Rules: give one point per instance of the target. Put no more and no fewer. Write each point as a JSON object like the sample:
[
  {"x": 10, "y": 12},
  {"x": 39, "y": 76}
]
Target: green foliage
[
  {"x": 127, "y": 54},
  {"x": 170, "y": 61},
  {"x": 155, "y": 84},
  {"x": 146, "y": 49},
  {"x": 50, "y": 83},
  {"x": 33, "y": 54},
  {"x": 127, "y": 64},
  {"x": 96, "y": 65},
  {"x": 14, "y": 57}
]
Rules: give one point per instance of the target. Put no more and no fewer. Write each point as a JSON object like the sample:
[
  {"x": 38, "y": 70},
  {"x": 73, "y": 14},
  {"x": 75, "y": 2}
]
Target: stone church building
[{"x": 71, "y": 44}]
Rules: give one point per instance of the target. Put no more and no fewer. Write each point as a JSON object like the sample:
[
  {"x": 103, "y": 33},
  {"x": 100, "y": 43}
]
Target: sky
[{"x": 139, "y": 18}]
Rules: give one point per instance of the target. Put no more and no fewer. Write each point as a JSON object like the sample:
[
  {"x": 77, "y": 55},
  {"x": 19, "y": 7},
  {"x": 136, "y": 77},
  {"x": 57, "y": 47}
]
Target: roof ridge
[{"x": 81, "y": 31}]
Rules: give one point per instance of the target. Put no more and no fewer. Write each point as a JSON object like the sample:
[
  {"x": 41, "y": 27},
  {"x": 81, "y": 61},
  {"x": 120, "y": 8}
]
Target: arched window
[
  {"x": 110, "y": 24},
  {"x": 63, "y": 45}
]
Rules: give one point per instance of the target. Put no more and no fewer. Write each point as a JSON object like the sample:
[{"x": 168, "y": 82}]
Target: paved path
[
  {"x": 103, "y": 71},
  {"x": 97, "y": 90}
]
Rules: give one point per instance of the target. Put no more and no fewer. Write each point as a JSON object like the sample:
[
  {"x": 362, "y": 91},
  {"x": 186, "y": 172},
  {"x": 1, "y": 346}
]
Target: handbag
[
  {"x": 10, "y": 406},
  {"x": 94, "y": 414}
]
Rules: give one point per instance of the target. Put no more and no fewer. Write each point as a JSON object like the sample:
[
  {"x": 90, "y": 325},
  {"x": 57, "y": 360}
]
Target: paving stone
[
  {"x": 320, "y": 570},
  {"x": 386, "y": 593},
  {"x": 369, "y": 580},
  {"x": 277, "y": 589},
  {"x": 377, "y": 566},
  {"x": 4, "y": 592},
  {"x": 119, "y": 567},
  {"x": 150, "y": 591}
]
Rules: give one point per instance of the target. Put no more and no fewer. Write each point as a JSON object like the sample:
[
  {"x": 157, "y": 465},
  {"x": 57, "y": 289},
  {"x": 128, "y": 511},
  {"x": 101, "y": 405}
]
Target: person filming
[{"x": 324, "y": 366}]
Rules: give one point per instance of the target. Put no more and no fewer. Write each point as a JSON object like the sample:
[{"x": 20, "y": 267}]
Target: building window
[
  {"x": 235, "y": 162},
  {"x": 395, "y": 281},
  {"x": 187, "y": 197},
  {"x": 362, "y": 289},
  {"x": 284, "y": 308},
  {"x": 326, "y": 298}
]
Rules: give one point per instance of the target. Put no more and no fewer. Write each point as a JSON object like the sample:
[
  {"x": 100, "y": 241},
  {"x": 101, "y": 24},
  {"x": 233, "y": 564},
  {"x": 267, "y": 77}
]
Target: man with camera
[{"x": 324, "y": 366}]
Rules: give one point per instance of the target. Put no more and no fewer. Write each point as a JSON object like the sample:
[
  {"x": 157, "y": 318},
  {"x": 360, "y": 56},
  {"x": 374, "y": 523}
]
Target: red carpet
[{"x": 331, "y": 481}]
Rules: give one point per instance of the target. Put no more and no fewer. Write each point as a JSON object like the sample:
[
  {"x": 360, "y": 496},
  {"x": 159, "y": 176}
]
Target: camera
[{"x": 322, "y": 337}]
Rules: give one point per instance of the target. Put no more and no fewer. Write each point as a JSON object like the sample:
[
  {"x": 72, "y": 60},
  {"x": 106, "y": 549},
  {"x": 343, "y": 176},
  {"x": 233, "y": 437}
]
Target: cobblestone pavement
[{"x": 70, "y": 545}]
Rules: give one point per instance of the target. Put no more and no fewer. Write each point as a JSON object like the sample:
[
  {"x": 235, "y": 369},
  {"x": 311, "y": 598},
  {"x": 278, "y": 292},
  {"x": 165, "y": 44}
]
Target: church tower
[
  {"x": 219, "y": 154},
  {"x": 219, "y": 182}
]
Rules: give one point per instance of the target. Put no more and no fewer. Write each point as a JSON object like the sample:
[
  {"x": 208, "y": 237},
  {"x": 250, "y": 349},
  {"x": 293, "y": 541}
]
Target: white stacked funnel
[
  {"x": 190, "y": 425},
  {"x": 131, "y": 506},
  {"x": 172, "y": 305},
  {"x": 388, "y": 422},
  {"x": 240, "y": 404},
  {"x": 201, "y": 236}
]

*DESCRIPTION OF THE TASK*
Please list every line in the rows above that contains the string "camera".

*CORRECT ANSWER*
Target: man with camera
Target: camera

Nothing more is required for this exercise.